→ **TASK STATEMENT**
Copy out each of the following lines word for word.

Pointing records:
>>>>

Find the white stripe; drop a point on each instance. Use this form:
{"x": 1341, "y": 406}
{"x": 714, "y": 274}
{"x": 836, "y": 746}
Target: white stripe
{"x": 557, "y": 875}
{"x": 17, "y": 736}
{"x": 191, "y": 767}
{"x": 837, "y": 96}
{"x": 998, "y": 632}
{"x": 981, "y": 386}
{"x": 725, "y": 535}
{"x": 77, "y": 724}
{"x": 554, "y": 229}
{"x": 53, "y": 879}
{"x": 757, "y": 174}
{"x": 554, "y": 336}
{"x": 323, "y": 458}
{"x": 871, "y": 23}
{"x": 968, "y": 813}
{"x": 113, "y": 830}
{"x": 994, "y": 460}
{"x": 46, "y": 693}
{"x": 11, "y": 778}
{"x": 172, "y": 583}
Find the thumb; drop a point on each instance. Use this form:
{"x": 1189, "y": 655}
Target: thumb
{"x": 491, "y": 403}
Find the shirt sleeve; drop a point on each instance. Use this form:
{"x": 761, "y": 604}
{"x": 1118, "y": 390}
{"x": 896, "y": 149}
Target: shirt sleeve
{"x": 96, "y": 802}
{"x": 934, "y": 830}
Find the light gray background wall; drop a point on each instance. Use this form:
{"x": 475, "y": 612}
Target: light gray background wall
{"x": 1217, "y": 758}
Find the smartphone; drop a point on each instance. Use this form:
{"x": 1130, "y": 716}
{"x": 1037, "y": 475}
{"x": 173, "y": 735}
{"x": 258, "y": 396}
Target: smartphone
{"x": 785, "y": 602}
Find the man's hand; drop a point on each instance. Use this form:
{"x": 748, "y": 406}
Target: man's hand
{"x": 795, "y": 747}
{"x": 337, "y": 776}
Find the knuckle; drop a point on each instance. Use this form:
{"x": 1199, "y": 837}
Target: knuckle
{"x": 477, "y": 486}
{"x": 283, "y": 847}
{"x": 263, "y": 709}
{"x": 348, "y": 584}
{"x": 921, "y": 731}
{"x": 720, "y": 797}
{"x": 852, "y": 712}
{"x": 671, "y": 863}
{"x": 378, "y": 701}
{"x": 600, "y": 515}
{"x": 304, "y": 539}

<<<<

→ **OUTPUT FOR THIS TASK**
Find the white stripe; drop a point on each instance. Use this form:
{"x": 1341, "y": 406}
{"x": 714, "y": 274}
{"x": 836, "y": 746}
Target: white stripe
{"x": 557, "y": 875}
{"x": 17, "y": 736}
{"x": 191, "y": 767}
{"x": 837, "y": 96}
{"x": 998, "y": 632}
{"x": 981, "y": 386}
{"x": 725, "y": 535}
{"x": 77, "y": 724}
{"x": 554, "y": 229}
{"x": 53, "y": 879}
{"x": 757, "y": 174}
{"x": 554, "y": 336}
{"x": 323, "y": 458}
{"x": 871, "y": 23}
{"x": 968, "y": 813}
{"x": 113, "y": 830}
{"x": 994, "y": 460}
{"x": 46, "y": 693}
{"x": 11, "y": 778}
{"x": 172, "y": 583}
Find the thumb; drop a point on each instance. Use this form:
{"x": 1189, "y": 655}
Target: thumb
{"x": 491, "y": 403}
Find the shirt sleeve; drop a point on each instance. Use this form:
{"x": 761, "y": 604}
{"x": 1118, "y": 390}
{"x": 896, "y": 149}
Target: shirt sleeve
{"x": 96, "y": 802}
{"x": 934, "y": 830}
Find the light gray background wall; drop a point on each instance. Use this form:
{"x": 475, "y": 612}
Target: light gray background wall
{"x": 1217, "y": 758}
Find the smartphone; drop a point on each instance. Use this form:
{"x": 1130, "y": 716}
{"x": 1037, "y": 475}
{"x": 173, "y": 735}
{"x": 258, "y": 396}
Target: smartphone
{"x": 785, "y": 602}
Find the man's hand; drop a point on each instance. Use this form:
{"x": 748, "y": 406}
Target: man's hand
{"x": 795, "y": 747}
{"x": 337, "y": 776}
Find the knuckle; drop a point on each instance. Use this form:
{"x": 1199, "y": 837}
Target: knuckle
{"x": 477, "y": 486}
{"x": 283, "y": 847}
{"x": 263, "y": 709}
{"x": 348, "y": 584}
{"x": 921, "y": 731}
{"x": 720, "y": 797}
{"x": 852, "y": 712}
{"x": 671, "y": 863}
{"x": 378, "y": 701}
{"x": 600, "y": 515}
{"x": 304, "y": 539}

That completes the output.